Stored rows:
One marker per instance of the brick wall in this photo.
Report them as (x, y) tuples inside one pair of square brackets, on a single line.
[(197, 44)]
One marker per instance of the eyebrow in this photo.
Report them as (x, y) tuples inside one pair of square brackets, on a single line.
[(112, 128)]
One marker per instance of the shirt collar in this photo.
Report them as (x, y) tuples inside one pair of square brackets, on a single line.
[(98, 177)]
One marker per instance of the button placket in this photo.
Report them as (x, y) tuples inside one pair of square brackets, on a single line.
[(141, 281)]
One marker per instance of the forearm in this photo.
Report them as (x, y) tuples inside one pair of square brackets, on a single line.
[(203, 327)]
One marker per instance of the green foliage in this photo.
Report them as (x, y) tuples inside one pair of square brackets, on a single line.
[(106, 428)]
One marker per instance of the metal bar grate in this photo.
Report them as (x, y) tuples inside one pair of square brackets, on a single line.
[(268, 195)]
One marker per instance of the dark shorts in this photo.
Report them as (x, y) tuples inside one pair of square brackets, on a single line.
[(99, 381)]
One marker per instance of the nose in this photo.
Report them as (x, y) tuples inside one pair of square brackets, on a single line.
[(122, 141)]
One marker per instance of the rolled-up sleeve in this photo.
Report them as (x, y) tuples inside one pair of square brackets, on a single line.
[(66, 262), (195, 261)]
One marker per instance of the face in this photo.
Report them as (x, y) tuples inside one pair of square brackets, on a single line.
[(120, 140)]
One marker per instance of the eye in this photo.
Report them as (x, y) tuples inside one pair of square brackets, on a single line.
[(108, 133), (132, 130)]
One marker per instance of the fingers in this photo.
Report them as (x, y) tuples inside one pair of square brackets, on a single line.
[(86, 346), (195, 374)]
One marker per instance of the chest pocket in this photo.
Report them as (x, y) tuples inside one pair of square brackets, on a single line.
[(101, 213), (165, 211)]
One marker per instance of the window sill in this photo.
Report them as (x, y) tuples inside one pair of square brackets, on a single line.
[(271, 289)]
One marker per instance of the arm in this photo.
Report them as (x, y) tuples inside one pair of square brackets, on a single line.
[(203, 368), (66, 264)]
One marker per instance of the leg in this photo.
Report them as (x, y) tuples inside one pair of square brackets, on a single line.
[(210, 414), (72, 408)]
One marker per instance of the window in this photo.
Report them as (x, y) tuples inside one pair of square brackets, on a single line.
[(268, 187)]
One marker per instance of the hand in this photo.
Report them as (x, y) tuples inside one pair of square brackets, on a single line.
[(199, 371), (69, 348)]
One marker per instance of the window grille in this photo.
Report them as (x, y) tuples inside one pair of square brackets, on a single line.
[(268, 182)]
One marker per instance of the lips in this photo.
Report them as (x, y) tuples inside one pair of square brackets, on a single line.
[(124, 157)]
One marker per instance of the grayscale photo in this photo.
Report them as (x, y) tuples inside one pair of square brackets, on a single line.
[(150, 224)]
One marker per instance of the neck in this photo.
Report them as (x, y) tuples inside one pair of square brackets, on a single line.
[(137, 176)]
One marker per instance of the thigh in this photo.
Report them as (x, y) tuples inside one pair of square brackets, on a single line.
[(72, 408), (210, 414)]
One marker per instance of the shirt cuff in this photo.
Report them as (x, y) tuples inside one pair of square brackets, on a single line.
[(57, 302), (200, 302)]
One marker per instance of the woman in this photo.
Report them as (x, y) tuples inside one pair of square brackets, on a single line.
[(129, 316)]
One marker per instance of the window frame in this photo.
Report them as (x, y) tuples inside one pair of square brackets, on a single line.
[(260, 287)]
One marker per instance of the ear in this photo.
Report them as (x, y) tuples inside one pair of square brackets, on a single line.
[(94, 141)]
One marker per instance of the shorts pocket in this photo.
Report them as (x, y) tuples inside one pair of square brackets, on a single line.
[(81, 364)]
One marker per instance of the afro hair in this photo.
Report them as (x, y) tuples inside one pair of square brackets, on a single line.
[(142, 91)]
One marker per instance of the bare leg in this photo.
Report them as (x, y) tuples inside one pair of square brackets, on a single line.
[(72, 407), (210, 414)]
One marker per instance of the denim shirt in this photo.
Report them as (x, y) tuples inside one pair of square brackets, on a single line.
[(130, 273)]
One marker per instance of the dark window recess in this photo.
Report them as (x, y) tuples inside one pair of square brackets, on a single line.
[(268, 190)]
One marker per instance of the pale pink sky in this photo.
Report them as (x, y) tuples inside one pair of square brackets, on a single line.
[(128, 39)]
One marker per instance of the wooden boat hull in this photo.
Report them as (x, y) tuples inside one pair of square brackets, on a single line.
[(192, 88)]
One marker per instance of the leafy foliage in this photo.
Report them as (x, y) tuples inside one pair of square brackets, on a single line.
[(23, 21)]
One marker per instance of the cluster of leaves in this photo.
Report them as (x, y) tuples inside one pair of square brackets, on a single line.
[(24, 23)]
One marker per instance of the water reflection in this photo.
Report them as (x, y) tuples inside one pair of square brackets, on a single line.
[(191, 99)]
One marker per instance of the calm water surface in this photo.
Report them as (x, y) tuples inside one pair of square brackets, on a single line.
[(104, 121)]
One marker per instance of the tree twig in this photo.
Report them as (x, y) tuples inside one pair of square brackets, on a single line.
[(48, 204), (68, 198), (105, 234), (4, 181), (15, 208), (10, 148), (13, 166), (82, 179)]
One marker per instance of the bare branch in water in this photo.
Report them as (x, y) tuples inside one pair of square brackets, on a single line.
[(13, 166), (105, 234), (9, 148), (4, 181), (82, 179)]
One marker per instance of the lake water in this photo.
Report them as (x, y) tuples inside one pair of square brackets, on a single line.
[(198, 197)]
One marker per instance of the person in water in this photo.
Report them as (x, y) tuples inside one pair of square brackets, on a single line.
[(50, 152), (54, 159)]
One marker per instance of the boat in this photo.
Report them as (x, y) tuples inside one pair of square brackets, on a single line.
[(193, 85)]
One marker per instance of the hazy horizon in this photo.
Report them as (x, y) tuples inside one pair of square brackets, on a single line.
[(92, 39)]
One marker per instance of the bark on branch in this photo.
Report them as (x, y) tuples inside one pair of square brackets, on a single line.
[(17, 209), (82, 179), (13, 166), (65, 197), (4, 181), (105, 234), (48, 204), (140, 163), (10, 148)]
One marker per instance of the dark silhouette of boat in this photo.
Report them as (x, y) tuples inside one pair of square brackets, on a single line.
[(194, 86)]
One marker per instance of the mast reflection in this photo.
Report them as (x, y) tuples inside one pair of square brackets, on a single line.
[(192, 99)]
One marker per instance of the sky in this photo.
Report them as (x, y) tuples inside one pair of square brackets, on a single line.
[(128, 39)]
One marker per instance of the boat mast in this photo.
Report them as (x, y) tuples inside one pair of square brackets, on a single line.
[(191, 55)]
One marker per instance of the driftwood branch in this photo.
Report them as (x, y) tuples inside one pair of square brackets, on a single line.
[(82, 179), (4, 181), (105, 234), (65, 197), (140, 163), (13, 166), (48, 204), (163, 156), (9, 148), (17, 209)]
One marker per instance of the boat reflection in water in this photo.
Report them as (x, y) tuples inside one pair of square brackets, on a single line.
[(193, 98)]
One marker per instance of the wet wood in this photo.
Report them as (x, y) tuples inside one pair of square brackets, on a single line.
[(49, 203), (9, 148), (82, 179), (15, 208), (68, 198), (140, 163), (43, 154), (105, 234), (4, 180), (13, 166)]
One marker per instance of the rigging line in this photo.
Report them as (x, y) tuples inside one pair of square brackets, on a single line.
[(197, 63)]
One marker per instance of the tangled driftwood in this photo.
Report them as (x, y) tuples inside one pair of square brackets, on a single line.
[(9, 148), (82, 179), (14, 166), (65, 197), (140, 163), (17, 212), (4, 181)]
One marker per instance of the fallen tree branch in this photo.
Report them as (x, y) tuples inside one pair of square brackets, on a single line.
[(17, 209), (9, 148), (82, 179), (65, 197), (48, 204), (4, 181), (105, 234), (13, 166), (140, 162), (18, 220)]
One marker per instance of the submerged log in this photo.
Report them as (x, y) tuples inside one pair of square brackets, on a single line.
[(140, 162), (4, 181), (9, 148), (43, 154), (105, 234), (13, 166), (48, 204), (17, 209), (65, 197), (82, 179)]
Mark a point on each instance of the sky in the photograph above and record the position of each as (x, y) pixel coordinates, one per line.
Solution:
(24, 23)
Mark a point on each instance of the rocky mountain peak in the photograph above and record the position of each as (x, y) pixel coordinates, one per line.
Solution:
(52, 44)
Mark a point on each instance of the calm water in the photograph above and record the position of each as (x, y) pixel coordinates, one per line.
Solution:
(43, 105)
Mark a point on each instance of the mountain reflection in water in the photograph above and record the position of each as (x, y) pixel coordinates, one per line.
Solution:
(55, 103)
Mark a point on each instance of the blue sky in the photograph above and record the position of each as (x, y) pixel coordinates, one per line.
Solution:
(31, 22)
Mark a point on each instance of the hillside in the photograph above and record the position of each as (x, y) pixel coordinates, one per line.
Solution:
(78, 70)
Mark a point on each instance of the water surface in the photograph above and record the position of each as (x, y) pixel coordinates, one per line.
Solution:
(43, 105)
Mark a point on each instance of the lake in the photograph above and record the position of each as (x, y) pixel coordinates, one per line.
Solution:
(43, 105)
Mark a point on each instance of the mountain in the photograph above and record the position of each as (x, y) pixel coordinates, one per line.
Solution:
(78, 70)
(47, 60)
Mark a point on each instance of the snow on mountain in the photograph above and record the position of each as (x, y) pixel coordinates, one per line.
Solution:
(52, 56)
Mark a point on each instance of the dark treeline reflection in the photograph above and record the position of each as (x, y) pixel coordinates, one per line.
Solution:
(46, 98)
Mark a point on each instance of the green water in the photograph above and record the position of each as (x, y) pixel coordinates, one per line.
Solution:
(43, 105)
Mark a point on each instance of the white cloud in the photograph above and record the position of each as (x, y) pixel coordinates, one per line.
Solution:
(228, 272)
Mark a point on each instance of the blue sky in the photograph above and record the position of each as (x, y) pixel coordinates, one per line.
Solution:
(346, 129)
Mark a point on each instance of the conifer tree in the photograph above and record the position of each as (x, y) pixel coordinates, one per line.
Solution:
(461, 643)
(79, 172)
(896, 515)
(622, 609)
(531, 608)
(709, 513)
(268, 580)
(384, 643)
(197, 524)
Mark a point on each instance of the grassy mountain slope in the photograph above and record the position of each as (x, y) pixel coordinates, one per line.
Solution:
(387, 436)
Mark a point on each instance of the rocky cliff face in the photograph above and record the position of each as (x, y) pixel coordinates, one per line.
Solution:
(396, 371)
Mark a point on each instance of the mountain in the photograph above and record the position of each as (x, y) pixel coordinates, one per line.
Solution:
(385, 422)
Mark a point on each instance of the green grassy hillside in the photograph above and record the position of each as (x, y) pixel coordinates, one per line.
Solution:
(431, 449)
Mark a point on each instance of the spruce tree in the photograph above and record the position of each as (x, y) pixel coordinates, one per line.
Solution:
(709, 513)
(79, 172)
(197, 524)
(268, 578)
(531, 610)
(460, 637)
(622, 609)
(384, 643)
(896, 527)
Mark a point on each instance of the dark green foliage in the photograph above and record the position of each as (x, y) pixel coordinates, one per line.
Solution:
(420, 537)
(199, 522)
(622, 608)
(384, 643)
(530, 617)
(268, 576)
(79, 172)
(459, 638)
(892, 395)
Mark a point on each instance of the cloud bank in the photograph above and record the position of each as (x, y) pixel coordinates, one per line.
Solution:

What is required: Render the lines of the records above as a Markdown table with the columns "Row" and "Line," starting at the line containing "One marker per instance of the face" and running through the line containing "[(271, 289)]", both included. Leave out any blank lines.

Exercise solution:
| Row | Line |
|---|---|
| 1 | One marker per instance of the face in this photo. |
| 2 | Report them as (x, y) tuples inside one pair of square brackets, on a single line. |
| 3 | [(120, 140)] |
| 4 | One marker per instance of the eye in this photo. |
| 5 | Report them as (x, y) tuples inside one pair of square brackets, on a single line. |
| 6 | [(108, 133), (132, 130)] |
| 7 | One marker per instance of the fingers in this photo. |
| 8 | Report them as (x, y) tuples inside one pair of square brackets, on a single line. |
| 9 | [(86, 346), (195, 374)] |
| 10 | One marker per instance of the chest pocket in this photo. |
| 11 | Report them as (x, y) tuples inside one pair of square brackets, on a single line. |
| 12 | [(101, 213), (165, 211)] |
| 13 | One marker per instance of the window sill in this photo. |
| 14 | Report them as (x, y) tuples inside one pair of square brackets, on a single line. |
| 15 | [(271, 289)] |